# CONSIGNE DE TRAVAIL
Rédigez la suite de l'article sur les ateliers d'Ample Man Danse au CHUM, à partir de sa dernière phrase.

# EXTRAIT DU DOCUMENT
──────
La compagnie Ample Man Danse a dévoilé hier les quatre vidéos qu’elle a tournées au CHUM avec la collaboration d’une douzaine de patients souffrant de douleurs chroniques. Un projet de création réalisé avec la Fabrique culturelle.

« Ce projet-là me donne envie de continuer, nous dit d’emblée Isabelle Leblanc, qui souffre de polyarthrite rhumatoïde depuis l’adolescence. Pendant six semaines, j’ai pu me laisser un peu aller… »

C’est que le quotidien d’Isabelle Leblanc, qui est suivie à la Clinique de la douleur du CHUM, est planifié de façon assez rigoureuse.

« Tout est calculé, mesuré, pensé, nous dit-elle. Les rendez-vous médicaux, la réadaptation, les séances de glace pour calmer l’inflammation, tout ça prend beaucoup de place, toute notre vie tourne autour de ça. Ce projet a brisé un peu l’isolement qui vient avec la maladie. »

En suivant les six ateliers de danse d’Ample Man Danse, elle a vécu une sorte de soulagement.

J’ai pu mettre mon agenda de côté. Mais j’ai aussi ressenti une grande joie de pouvoir m’exprimer. On a été tellement bien accueillis, et puis on nous
a guidés tout en nous laissant libres de bouger comme on pouvait.
Comme une fleur au vent.
──────
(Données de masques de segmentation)
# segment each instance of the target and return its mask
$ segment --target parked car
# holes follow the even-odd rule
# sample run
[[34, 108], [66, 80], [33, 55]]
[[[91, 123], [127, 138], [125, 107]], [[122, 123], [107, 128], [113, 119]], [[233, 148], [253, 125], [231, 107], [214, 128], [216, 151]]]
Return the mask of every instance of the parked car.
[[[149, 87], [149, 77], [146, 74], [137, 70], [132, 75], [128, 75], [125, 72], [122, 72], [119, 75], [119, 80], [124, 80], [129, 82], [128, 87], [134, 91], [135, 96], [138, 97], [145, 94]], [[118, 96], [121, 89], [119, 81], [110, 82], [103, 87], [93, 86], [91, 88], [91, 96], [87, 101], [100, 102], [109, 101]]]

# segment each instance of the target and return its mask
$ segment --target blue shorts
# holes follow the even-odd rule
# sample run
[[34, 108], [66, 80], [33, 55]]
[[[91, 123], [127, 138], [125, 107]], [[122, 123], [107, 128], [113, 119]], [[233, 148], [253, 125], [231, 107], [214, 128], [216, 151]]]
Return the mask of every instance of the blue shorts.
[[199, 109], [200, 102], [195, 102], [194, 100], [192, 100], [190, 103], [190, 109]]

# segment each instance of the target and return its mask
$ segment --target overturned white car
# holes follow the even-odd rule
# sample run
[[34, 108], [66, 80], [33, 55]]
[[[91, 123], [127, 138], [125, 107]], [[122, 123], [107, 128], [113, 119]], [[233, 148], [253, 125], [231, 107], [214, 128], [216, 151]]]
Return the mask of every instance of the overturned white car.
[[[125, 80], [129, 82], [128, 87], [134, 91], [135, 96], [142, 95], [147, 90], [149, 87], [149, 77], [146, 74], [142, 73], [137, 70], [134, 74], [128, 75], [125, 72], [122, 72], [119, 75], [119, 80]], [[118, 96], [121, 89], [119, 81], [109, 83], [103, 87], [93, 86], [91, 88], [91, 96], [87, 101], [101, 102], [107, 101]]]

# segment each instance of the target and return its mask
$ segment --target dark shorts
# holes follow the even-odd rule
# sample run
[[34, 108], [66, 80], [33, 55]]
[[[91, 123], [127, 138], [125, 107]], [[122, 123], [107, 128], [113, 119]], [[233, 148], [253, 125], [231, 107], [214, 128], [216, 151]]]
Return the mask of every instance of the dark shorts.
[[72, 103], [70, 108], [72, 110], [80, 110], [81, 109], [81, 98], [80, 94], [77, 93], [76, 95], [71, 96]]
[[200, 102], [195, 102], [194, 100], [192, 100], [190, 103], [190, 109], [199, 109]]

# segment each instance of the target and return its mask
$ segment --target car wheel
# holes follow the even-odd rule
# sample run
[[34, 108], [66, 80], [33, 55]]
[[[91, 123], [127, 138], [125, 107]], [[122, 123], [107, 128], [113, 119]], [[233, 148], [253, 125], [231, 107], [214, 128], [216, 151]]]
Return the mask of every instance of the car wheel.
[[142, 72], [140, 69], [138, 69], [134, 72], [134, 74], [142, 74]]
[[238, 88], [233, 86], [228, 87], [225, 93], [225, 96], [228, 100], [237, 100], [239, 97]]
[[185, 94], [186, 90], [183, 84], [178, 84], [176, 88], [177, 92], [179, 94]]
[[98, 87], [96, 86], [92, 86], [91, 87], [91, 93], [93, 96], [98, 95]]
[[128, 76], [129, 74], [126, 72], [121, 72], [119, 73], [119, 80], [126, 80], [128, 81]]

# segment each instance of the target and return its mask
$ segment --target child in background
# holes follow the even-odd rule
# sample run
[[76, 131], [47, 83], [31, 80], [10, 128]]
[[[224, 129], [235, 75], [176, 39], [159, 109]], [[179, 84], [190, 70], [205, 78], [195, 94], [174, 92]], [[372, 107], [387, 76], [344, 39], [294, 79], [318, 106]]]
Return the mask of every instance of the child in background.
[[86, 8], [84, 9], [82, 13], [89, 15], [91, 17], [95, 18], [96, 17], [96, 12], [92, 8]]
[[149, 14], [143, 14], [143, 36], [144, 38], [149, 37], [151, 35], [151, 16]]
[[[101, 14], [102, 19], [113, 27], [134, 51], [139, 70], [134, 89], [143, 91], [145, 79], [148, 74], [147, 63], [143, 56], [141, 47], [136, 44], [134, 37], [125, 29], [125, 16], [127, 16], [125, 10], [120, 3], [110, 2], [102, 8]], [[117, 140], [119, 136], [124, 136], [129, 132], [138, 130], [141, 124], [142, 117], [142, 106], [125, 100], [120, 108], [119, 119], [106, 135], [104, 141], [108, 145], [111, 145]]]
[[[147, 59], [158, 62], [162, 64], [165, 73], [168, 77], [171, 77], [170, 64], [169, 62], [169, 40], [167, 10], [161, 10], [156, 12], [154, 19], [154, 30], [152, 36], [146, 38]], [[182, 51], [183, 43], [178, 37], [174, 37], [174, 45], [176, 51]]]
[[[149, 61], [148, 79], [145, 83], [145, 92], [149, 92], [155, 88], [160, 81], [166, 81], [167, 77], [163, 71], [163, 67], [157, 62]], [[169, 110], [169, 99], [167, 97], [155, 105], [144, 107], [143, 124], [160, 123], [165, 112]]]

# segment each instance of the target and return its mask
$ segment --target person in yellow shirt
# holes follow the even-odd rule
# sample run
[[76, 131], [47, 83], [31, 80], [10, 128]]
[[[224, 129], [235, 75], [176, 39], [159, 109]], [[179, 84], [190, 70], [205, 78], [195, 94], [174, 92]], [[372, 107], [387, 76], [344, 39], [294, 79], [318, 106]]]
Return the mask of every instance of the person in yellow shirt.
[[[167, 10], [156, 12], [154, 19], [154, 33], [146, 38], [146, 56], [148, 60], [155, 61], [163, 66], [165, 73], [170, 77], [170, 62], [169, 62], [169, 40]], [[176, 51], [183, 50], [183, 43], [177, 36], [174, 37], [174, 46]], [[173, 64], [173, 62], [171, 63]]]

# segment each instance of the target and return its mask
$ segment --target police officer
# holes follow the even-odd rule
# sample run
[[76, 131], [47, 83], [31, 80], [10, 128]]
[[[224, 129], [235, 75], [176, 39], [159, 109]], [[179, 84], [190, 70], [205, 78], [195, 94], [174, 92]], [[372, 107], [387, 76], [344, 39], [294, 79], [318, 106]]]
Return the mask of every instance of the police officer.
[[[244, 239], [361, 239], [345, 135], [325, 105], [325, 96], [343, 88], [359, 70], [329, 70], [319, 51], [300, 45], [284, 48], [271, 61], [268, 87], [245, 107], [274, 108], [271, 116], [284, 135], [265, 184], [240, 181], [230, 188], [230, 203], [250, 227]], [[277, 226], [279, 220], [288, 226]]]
──────
# PRODUCTION ATTENDUE
Isabelle Leblanc, participante aux ateliers

La tâche est moins facile qu’il n’y paraît. Parce que pour cette femme de 48 ans (comme pour les autres participants), chaque mouvement est exigeant. Chaque déplacement, chaque parole nécessite un effort. « Si j’ai mal aux pieds, c’est comme s’ils se détachaient de mon corps, il y a un morcellement. La danse m’a permis de trouver une sorte d’unité. Une fenêtre pour sortir de mon corps. »

Il y a six ans, Isabelle Leblanc a dû abandonner son poste de professeure de philosophie au collège de Maisonneuve. « Ç’a été un gros deuil pour moi, parce que j’adorais mon travail, j’aimais travailler avec des jeunes. Aujourd’hui je suis capable d’en parler sans pleurer, mais ça m’a pris des années à l’accepter. »

PHOTO DAVID BOILY, LA PRESSE

Simon Ampleman et Émilie Demers

Chorégraphe… et ergothérapeute

Le projet de médiation culturelle d’Ample Man Danse a été mené par la danseuse et chorégraphe Émilie Demers, qui est également ergothérapeute au CHUM (à temps partiel). Avec Simon Ampleman, cofondateur de la compagnie, ils ont créé des chorégraphies en s’inspirant des ateliers offerts aux patients du CHUM. Pour l’enregistrement des vidéos, seuls les cinq danseurs professionnels de la compagnie apparaissent (excepté pour la vidéo Cette personne).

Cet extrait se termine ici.